* begin LISTING *

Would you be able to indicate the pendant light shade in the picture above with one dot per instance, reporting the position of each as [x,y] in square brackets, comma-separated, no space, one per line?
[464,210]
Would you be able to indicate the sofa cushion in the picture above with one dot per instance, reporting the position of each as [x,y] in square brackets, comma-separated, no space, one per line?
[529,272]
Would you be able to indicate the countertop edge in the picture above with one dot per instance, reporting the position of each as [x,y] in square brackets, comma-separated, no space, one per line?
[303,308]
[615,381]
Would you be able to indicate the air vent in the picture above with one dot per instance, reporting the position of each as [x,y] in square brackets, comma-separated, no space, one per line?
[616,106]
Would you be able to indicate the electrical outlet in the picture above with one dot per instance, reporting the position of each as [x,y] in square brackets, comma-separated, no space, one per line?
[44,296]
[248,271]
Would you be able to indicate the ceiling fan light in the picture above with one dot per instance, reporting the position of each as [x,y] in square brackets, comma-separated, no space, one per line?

* end LISTING *

EXERCISE REQUIREMENTS: Return every line of the material exactly.

TASK RESULT:
Would you be able to indicate the pendant light shade in the picture above with one dot per instance, reporting the position of each as [x,y] in square brackets, comma-separated, no space, one per line?
[464,210]
Would you be able to indicate the sofa cushion in the picture above with one dot per instance, reporting the position of each as [x,y] in square brackets, comma-separated, no space, one per line?
[529,272]
Would you be able to indicate the countertop edge in the picture above with one dot per instance, reporting the position of each as [x,y] in square brackets, comma-separated, no space, one per line?
[303,308]
[615,381]
Would you be able to indicate the air vent in the picture above with one dot per instance, reporting the position of each as [x,y] in square brackets, comma-separated, no space, one per line?
[616,106]
Would you be able to indicate the electrical outlet in the picture above with one dot per instance, reporting the position of each as [x,y] in square brackets, comma-separated, no space, one per line?
[44,296]
[248,271]
Would you be able to indicate the ceiling fan light in the picture above with one dot per instance, reporting the position of each as [x,y] in square brackets, comma-separated, no space, one per line?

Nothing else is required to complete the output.